Print verbatim every line starting at the one that contains "Target — weathered stone" and ending at the final line of the records; include both endpoints.
───── Task input ─────
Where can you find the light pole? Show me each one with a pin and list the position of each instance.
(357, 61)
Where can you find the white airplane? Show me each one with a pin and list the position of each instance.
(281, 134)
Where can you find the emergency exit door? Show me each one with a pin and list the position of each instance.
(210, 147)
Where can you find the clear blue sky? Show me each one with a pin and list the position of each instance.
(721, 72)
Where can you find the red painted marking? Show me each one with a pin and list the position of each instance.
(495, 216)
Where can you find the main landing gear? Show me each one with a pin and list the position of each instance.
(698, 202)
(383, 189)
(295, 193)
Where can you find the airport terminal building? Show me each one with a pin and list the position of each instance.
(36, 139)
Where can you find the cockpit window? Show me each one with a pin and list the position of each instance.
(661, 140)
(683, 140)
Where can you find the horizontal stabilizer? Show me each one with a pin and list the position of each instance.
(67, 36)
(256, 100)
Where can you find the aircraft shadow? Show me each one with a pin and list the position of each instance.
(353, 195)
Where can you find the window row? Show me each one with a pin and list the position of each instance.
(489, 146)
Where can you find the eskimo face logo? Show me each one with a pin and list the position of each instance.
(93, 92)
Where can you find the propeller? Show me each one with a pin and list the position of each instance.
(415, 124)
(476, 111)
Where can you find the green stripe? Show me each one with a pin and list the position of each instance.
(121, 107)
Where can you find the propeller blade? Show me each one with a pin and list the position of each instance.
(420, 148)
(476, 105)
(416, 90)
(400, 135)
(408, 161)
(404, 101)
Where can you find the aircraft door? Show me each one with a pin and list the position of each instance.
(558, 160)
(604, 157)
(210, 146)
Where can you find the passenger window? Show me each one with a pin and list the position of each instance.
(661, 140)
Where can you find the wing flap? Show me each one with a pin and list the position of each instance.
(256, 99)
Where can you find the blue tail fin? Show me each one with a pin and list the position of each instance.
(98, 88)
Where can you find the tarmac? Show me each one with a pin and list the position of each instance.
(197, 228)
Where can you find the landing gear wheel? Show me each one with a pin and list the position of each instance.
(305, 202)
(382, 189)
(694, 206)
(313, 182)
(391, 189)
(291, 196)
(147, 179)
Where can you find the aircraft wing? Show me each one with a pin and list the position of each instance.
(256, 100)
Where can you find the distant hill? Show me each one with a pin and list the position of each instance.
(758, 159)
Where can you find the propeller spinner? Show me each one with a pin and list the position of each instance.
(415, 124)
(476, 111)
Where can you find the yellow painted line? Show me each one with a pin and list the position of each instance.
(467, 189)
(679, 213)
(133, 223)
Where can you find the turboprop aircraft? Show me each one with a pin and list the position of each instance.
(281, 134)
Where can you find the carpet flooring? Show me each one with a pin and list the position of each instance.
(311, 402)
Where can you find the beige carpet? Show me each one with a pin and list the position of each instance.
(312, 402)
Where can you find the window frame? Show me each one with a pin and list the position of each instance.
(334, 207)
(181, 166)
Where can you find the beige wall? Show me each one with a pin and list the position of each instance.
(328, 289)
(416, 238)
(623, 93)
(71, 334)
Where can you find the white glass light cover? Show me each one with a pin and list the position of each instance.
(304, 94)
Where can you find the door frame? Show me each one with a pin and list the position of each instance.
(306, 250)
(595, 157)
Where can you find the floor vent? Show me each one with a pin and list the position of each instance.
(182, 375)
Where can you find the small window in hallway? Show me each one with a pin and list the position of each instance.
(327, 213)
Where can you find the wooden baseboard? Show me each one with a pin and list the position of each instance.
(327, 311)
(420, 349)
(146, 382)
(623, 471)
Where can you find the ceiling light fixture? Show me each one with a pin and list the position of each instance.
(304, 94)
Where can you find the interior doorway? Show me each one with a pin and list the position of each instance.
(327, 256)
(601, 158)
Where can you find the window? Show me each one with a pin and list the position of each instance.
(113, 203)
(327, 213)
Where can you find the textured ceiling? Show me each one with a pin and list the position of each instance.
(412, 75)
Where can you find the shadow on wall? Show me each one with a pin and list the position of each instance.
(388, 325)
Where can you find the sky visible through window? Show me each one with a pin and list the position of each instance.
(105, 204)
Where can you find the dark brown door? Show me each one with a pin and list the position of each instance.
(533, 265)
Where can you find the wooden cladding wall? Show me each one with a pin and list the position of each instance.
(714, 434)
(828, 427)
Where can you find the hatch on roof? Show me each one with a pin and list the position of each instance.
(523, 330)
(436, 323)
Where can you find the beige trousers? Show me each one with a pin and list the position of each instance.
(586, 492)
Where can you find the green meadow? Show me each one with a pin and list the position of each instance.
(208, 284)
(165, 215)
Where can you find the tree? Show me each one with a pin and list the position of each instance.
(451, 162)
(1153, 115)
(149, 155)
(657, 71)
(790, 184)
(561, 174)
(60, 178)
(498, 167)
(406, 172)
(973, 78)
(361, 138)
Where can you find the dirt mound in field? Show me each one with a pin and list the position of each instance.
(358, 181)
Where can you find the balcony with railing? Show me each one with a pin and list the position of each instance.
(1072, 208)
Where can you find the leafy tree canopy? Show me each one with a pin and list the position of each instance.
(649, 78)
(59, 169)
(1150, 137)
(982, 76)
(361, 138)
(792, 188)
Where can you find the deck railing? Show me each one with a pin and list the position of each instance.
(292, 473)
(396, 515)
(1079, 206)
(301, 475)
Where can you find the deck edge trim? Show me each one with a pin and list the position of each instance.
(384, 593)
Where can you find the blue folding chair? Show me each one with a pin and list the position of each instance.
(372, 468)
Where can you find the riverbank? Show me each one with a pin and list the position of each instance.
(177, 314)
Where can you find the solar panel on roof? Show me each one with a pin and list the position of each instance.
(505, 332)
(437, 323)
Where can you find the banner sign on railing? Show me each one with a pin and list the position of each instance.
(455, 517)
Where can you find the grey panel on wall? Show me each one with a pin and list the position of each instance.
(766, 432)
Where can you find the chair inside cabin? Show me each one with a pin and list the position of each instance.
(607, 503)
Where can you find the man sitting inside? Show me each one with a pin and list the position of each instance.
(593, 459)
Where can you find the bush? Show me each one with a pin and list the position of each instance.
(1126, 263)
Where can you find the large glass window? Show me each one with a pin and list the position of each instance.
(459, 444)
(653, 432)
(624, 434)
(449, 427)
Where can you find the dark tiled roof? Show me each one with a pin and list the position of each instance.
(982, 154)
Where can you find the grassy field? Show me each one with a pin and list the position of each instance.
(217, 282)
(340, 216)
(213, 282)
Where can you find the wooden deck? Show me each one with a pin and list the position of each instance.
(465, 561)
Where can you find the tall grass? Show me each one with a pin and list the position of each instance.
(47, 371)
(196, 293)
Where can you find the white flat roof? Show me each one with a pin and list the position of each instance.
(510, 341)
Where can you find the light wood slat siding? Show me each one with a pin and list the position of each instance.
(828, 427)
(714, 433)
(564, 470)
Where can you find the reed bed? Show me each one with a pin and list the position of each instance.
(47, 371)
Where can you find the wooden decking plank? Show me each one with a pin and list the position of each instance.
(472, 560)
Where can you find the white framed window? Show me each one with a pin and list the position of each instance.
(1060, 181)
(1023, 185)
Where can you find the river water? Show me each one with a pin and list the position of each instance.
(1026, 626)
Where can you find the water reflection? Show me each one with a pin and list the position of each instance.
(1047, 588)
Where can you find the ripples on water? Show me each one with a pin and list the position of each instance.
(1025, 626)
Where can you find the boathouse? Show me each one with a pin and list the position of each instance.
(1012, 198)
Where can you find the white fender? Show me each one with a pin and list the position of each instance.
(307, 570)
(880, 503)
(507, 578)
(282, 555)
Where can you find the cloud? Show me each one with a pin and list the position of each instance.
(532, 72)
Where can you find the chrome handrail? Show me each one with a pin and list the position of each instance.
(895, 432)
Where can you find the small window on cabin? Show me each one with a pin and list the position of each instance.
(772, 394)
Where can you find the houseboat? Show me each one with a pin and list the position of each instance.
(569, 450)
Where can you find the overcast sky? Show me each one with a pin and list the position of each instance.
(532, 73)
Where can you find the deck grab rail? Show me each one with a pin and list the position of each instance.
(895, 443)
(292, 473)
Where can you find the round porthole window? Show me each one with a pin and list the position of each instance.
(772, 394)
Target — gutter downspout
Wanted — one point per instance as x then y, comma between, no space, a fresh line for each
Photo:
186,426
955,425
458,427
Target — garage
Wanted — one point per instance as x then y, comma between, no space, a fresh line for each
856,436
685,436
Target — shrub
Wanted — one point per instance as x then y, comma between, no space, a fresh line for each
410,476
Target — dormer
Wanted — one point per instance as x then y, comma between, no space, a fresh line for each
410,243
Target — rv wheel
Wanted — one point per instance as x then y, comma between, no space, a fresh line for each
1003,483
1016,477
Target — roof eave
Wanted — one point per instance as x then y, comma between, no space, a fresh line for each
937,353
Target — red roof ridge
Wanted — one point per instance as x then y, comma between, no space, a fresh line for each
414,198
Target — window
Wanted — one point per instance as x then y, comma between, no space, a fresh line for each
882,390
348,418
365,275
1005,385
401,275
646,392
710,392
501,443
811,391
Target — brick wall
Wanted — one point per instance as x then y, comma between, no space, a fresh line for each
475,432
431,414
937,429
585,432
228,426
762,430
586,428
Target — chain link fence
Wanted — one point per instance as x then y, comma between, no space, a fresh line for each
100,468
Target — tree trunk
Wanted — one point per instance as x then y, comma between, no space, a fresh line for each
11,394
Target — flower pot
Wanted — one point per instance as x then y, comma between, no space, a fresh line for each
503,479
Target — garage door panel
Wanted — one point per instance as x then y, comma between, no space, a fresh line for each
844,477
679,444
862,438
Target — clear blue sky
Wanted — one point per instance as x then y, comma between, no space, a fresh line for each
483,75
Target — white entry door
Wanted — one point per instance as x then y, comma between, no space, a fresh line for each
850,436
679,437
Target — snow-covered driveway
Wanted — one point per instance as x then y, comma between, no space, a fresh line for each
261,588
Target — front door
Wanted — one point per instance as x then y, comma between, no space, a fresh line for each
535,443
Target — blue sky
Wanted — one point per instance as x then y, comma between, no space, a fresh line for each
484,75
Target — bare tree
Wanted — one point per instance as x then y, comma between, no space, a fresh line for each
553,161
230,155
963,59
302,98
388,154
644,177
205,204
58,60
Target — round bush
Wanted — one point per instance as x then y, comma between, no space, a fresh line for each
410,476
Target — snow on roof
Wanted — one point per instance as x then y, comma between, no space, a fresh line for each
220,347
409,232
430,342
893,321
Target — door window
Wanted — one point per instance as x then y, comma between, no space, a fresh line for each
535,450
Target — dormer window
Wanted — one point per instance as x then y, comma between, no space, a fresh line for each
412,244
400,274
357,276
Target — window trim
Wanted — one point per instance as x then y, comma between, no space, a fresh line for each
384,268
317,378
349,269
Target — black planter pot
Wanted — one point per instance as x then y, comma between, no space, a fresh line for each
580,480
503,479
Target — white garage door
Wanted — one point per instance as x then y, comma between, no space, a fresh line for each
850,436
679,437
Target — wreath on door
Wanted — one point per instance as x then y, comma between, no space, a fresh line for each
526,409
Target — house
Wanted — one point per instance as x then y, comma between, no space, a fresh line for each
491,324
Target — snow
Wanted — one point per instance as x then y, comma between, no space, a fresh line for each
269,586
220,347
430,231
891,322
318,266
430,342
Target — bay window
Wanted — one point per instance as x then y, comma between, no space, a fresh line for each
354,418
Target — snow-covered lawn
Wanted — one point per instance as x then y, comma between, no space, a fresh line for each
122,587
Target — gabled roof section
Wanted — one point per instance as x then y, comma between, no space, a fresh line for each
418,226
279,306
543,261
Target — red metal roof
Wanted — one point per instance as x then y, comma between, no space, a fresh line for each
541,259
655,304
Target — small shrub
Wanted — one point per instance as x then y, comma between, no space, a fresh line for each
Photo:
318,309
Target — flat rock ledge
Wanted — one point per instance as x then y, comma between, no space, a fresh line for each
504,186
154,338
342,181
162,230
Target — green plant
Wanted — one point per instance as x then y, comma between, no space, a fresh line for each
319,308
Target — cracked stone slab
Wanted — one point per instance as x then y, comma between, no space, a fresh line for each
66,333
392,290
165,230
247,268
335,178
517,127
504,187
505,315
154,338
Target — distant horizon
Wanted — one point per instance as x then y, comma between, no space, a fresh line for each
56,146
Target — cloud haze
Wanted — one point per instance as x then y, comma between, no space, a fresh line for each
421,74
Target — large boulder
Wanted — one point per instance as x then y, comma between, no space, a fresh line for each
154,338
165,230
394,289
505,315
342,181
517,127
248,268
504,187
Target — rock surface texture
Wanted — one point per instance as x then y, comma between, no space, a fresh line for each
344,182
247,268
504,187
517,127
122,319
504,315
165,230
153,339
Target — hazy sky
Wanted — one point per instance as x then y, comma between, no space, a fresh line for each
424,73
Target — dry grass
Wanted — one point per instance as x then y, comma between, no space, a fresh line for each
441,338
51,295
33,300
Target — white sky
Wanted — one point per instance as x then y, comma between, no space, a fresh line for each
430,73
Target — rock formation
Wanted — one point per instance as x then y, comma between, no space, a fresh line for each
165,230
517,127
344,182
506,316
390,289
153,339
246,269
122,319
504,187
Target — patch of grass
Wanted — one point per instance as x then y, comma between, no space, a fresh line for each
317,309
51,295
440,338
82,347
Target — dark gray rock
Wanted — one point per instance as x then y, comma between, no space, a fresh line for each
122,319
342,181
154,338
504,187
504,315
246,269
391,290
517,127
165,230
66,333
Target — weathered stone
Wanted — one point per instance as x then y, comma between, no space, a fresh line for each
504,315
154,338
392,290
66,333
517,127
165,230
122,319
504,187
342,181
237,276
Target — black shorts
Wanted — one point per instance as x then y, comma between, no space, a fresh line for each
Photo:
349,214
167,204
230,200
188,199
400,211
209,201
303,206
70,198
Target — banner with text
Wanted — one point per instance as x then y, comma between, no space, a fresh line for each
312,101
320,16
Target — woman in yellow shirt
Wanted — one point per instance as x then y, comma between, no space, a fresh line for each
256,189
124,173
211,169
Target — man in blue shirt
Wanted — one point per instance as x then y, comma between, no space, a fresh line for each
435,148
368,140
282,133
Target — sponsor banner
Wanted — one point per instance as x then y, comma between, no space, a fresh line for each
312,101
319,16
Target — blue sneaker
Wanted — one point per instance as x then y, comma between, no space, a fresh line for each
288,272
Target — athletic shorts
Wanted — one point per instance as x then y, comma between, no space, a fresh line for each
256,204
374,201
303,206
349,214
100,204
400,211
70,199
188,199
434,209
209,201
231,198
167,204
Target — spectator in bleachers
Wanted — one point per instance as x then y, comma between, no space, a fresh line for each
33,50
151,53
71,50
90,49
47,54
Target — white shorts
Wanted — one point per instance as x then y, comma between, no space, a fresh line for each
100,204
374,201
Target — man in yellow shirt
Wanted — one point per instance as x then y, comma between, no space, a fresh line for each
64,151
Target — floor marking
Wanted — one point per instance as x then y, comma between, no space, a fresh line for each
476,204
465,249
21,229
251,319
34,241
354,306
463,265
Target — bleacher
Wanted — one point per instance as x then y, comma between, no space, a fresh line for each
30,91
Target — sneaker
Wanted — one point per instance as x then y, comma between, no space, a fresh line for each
─────
Response to this task:
Target — weathered stone
Wanted — one point per instance as x then y, comma between, no space, a fresh line for each
504,315
154,338
392,290
66,333
517,127
165,230
122,319
504,187
342,181
237,276
Target — black shorts
Wanted — one point per instance as x then y, comma between, no space, a fresh line for each
Photo:
349,214
167,204
230,200
188,199
400,211
209,201
303,206
70,198
Target — banner with text
Wanted — one point per instance as x then y, comma between, no space, a fresh line for each
312,101
320,16
Target — woman in yellow shirt
Wanted — one point per instance as x then y, comma between, no space, a fresh line for each
256,189
124,173
211,169
Target — man in blue shirt
Wanted — one point per instance as x then y, comma between, no space, a fresh line for each
435,148
368,140
282,133
Target — sponsor banner
Wanted — one point per instance as x then y, comma between, no space, a fresh line for each
312,101
319,16
Target — blue sneaker
Wanted — one point per instance as x then y, comma between, no space, a fresh line for each
288,272
Target — athletic shorts
Wanted — one point per instance as x then y, comma between, no space, a fresh line for each
256,204
374,201
303,206
349,214
100,204
400,211
70,199
188,199
434,209
209,201
231,198
167,204
Target — spectator in bleachers
Wanted — one point per instance as x then y, comma between, no space, a fresh line for each
33,50
151,53
71,50
90,49
47,54
Target — white shorts
Wanted — one point per instance as x then y, comma between, no space, a fresh line for each
100,204
374,201
Target — man in yellow shirt
Wanted — one point per instance as x then y, comma between, no space, a fresh line for each
64,151
Target — floor marking
Wanted — one point per instance as x then y, comma between, no space, a fresh line for each
476,204
465,249
21,229
251,319
34,241
354,306
463,265
Target — bleacher
Wanted — one point per instance as x then y, comma between, no space, a fresh line for each
30,91
Target — sneaker
Wanted — one point per instance as x then y, comma between, no space, a fresh line for each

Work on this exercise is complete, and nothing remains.